**Selected excerpt**
________
Boston College faculty members Matthias von Davier and Andy Hargreaves of the Lynch School of Education and Human Development have been elected to the prestigious National Academy of Education, an honorific society whose members and international associates are chosen on the basis of outstanding scholarship related to education.
They will be among 17 new members inducted during the NAEd annual meeting this November. Boston College was the only university with two representatives in this current cohort of honorees, and now has a total of six members.
“We are very pleased that the National Academy of Education has recognized the exemplary scholarly accomplishments of our colleagues Matthias von Davier and Andy Hargreaves,” said Stanton E.F. Wortham, the Charles F. Donovan, S.J., Dean of the Lynch School, and an NAEd member. “Their high-quality, high-impact research has made a substantial difference in their academic fields, and for educators and children around the world.”
Von Davier is the Lynch School’s J. Donald Monan, S.J., University Professor in Higher Education, and executive director of the TIMSS & PIRLS International Study Center, which conducts regular international comparative assessments of student achievement in mathematics, science, and reading on behalf of the Netherlands-based International Association for the Evaluation of Educational Achievement. He formally joined BC in 2020 after serving as the Distinguished Research Scientist at the National Board of Medical Examiners.
________
**Data under study**
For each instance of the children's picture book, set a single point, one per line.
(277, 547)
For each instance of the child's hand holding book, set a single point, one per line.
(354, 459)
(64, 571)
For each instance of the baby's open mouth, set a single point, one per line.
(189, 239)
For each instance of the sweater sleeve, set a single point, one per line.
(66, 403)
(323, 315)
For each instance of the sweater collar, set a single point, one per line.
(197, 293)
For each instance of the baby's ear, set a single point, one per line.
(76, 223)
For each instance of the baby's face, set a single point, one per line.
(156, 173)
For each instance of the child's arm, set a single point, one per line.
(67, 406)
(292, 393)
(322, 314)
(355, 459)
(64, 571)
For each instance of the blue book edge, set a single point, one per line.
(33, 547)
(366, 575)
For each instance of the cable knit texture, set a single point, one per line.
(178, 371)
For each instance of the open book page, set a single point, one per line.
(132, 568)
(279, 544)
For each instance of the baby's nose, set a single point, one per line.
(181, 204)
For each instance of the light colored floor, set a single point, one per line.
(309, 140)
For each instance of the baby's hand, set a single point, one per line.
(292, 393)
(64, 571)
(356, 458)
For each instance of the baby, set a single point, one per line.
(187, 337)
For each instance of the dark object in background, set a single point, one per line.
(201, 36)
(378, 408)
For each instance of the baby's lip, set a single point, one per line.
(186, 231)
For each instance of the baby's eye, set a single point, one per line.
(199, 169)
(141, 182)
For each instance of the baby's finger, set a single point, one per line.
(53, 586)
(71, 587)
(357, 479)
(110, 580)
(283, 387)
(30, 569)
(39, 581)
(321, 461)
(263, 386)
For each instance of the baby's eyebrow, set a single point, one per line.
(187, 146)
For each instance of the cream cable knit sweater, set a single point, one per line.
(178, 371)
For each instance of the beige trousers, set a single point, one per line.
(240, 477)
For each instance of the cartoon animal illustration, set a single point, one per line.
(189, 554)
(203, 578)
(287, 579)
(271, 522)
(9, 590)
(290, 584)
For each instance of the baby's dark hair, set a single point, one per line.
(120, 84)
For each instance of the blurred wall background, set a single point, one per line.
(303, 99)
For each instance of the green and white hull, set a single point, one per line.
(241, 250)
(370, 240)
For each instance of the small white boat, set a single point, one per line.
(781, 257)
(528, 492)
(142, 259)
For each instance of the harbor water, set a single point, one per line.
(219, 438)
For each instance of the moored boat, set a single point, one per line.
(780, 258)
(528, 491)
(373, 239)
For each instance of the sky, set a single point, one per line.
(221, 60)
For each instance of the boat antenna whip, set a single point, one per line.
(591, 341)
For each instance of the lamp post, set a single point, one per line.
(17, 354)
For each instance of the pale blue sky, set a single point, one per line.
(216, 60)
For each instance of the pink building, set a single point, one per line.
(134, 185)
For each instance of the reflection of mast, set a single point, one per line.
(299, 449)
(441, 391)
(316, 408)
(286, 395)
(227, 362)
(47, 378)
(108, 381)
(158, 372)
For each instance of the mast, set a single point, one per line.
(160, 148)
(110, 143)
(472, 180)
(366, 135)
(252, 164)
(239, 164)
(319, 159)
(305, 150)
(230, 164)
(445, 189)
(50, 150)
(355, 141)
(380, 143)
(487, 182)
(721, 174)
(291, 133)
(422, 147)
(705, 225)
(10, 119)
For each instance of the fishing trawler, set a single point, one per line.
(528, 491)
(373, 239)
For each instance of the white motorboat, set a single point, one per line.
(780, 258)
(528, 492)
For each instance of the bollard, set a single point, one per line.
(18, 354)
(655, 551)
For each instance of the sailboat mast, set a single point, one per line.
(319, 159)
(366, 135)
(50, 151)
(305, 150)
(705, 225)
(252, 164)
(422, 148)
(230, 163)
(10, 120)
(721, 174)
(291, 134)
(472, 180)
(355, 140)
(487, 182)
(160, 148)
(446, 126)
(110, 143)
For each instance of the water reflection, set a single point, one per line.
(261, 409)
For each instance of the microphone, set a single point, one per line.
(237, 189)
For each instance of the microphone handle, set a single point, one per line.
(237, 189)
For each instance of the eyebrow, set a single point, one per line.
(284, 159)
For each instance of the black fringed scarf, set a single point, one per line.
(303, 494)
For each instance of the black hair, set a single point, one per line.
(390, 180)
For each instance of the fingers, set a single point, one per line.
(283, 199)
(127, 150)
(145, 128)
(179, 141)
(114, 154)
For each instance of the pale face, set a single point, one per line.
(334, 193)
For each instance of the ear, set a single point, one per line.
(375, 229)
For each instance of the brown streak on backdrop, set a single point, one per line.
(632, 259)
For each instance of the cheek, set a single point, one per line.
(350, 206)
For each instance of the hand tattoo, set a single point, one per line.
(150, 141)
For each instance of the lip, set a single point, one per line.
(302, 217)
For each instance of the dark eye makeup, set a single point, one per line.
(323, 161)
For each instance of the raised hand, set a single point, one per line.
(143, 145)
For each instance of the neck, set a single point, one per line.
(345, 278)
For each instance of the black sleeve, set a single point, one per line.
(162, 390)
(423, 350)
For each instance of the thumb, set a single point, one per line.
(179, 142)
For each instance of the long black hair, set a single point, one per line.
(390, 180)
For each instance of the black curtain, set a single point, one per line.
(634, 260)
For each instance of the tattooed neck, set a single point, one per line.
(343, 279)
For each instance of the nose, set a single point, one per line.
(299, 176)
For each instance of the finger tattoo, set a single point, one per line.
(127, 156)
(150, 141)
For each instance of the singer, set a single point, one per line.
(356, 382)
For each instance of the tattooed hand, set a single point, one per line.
________
**What is being asked**
From the piece on the Boston College faculty elected to the National Academy of Education, extract the passage that begins at the words "They will be" and stops after "of six members.", copying it word for word. The listing plays no part in what follows.

**Exercise solution**
They will be among 17 new members inducted during the NAEd annual meeting this November. Boston College was the only university with two representatives in this current cohort of honorees, and now has a total of six members.